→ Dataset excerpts
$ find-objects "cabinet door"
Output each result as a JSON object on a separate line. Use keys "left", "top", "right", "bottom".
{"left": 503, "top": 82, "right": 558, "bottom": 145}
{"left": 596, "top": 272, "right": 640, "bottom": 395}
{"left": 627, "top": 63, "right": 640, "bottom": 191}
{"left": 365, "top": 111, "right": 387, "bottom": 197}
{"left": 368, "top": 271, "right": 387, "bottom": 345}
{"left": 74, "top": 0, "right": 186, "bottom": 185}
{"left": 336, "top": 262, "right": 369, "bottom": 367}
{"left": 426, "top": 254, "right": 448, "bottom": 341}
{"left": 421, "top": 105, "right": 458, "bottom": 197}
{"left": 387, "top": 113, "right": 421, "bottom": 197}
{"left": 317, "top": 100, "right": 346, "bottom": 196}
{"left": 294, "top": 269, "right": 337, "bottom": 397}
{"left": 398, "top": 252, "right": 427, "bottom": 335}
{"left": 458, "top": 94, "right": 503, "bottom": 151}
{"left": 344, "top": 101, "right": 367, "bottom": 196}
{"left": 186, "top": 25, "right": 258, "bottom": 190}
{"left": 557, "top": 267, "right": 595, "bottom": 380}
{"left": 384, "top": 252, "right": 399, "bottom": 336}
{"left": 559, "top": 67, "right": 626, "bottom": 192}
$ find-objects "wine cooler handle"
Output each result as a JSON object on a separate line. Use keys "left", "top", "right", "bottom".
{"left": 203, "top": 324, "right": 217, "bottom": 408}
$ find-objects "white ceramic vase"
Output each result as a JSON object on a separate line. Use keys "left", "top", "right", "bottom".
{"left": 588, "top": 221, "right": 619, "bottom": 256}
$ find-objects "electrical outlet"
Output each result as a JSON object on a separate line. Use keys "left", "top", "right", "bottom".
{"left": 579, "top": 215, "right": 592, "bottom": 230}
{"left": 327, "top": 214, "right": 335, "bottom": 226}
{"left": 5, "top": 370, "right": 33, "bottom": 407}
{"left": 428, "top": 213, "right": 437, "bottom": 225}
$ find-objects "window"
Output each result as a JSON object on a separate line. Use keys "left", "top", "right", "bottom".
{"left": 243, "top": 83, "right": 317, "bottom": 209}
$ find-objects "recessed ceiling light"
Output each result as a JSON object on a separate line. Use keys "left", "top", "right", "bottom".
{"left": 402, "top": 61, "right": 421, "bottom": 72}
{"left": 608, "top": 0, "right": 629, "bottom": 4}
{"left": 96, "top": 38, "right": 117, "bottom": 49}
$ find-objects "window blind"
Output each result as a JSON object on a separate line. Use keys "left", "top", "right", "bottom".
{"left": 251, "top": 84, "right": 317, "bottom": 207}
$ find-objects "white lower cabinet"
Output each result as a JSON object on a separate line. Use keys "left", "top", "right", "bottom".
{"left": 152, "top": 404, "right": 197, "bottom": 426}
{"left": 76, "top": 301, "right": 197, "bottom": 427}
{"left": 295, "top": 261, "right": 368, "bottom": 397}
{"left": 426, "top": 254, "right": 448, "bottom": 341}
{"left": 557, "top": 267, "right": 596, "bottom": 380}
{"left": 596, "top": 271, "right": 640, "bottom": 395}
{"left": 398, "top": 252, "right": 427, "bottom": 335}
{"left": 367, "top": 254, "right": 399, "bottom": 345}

→ Task directions
Only a number is expected in response: how many lines of the records above include the word "window".

→ Result of this exercise
2